**Required actions**:
(a) In the thread on asymptotics, for roughly which values does the asker's numerical testing suggest the expression goes to negative infinity?
(b) From the thread on asymptotics, write out everything from "I have no experience" down to "to prove this.".

**Selected passage**:
* Begin *
Asymptotics analysis of this expression

Question

How to analyze the asymptotics of $\log(n-1)-\frac{1}{2}n^{\alpha+1}+\frac{1}{2}n\log(1+n^\alpha)$? $\alpha<0$, when $n$ goes to infinity. When does it goes to $-\infty$ when $n$ goes to $+\infty$?

I have no experience of dealing with this type. Should I expand them in Taylor series?

I tried so:

$$=\log(n-1)-\frac{n^{2\alpha+1}}{2}+\frac{n^{3\alpha+1}}{3}-\frac{n^{4\alpha+1}}{4}+O(n^{5\alpha+1})\\ \prec(n-1)-\frac{n^{2\alpha+1}}{2}+\frac{n^{3\alpha+1}}{3}-\frac{n^{4\alpha+1}}{4}+O(n^{5\alpha+1})$$

But then I still feel no where to put my hands on..

Numerics tell that it seems when around $a>-0.45$ the expression goes to negative infinity. But I don't know how to prove this.

Could someone help? many thanks!

Answer 1

The limit is indeed tricky I'm not sure how precise the answer needs to be, so I'll give a nice asymptotic expansion.

Let us cut this sequence in two: $$u_n = \log(n-1) - \frac{1}{2}n^{\alpha +1} + \frac{1}{2}n \log(1 + n^\alpha) = \log(n-1) + v_n$$

Let us study $v_n$, since $n^\alpha \to 0$ when $n \to \infty$, we can use Taylor expansion:
$\begin{align*} v_n & = - \frac{1}{2}n^{\alpha +1} + \frac{1}{2}n \log(1 + n^\alpha) = - \frac{1}{2}n^{\alpha +1} + \frac{1}{2}n \left(n^\alpha + -\frac{n^{2\alpha}}{2} + \cdots + (-1)^{m+1}\frac{n^{m\alpha}}{m} + O(n^{(m+1)\alpha})\right)\\ &= - \frac{1}{2}n^{\alpha +1} + \frac{1}{2} n^{\alpha+1} - \frac{n^{2\alpha +1}}{4} + \cdots +(-1)^{m+1} \frac{n^{m\alpha + 1}}{2m} + O(n^{(m+1)\alpha +1})\\ &= -\frac{n^{2\alpha +1}}{4} + \cdots + (-1)^{m+1}\frac{n^{m\alpha + 1}}{2m} + O(n^{(m+1)\alpha +1}) \end{align*}$

On the other hand, $\log(n-1) = \log(n) + \log (1 - \frac{1}{n}) = \log(n) - n^{-1} - \cdots - \frac{1}{p}n^{-p} + O(n^{p+1})$

Then the placement depends on the value of $a$, if $a < -1$ then $$u_n = \log n - 1/n + o(1/n)$$ if $-1<a<0$ then $$u_n = \log n - \frac{n^{2\alpha +1}}{4} + o(n^{2\alpha +1})$$ if $a = -1$ then $$u_n = \log n - \frac{5}{4n} + o(1/n)$$

Otherwise you can use as asymptotic expansion $$u_n = \log(n-1) - \frac{n^{2\alpha +1}}{4} + \cdots + (-1)^{m+1} \frac{n^{m\alpha + 1}}{2m} + O(n^{(m+1)\alpha +1})$$

We can see that for $a< -1/2$, $u_n \sim \log n \to \infty$ and for $a > -1/2, u_n \sim \frac{n^{2\alpha +1}}{4} \to -\infty$, now for $a = 1/2$ $$u_n \sim \log n - \frac{1}{4} \to \infty$$

Answer 2

If $\alpha < 0$, then $n^{\alpha}\rightarrow 0$ as $n\rightarrow\infty$, and so terms involving $n^\alpha$ can be expanded accordingly (i.e., in powers of $n^\alpha$). So $$ \frac{1}{2}n\log(1+n^{\alpha})\sim \frac{1}{2}n\left(n^\alpha-\frac{1}{2}n^{2\alpha}+\frac{1}{3}n^{3\alpha}-\ldots\right). $$ The first term of this expansion and the $-(1/2)n^{1+\alpha}$ term cancel each other out. Also, since $\log(n-1)=\log n + \log(1-1/n)$, that term should be expanded in powers of $1/n$ (which is also going to $0$).
* End *
Location identification items
* Begin *
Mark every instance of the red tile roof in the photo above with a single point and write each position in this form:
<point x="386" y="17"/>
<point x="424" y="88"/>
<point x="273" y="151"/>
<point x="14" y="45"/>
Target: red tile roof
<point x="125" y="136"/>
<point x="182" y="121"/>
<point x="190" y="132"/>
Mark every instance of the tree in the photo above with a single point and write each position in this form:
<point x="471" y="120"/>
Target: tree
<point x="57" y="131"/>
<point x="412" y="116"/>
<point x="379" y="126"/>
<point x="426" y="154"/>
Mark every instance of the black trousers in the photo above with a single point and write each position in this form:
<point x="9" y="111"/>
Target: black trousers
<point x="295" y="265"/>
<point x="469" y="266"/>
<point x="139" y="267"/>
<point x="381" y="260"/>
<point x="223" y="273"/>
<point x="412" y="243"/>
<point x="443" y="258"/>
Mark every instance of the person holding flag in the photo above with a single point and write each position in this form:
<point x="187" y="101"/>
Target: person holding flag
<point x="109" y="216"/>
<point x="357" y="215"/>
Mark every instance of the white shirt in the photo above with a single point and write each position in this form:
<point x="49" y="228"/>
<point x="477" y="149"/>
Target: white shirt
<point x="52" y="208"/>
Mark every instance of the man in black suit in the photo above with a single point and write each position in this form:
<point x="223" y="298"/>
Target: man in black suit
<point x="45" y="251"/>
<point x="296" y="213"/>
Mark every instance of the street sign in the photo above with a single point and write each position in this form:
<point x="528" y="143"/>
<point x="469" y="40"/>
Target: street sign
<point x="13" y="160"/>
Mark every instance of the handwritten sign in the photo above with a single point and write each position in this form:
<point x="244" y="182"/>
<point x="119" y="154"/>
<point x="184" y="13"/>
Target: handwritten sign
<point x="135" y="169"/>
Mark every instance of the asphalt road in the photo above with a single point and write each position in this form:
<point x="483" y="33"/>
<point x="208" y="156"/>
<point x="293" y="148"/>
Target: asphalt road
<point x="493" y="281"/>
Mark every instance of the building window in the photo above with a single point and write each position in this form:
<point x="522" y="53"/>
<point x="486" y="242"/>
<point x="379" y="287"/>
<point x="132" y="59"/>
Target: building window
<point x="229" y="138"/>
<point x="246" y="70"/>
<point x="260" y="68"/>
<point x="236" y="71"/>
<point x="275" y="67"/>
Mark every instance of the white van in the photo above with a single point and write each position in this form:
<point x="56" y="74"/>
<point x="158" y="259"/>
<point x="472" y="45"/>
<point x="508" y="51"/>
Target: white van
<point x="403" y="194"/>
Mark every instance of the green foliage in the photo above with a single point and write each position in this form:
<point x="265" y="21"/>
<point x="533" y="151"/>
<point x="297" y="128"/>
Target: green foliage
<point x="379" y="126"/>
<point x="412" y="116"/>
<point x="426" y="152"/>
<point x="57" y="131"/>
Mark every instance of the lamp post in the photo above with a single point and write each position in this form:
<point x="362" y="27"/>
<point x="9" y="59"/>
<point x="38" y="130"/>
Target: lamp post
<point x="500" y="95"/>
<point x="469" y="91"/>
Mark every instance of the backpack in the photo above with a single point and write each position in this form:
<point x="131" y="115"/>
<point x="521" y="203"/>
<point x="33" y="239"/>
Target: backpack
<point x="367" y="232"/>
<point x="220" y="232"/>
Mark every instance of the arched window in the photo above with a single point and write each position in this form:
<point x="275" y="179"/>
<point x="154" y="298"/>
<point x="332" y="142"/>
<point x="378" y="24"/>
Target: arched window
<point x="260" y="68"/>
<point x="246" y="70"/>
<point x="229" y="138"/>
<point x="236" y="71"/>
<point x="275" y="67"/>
* End *
**Written responses**:
(a) Values above about -0.45.

(b)
I have no experience of dealing with this type. Should I expand them in Taylor series?

I tried so:

$$=\log(n-1)-\frac{n^{2\alpha+1}}{2}+\frac{n^{3\alpha+1}}{3}-\frac{n^{4\alpha+1}}{4}+O(n^{5\alpha+1})\\ \prec(n-1)-\frac{n^{2\alpha+1}}{2}+\frac{n^{3\alpha+1}}{3}-\frac{n^{4\alpha+1}}{4}+O(n^{5\alpha+1})$$

But then I still feel no where to put my hands on..

Numerics tell that it seems when around $a>-0.45$ the expression goes to negative infinity. But I don't know how to prove this.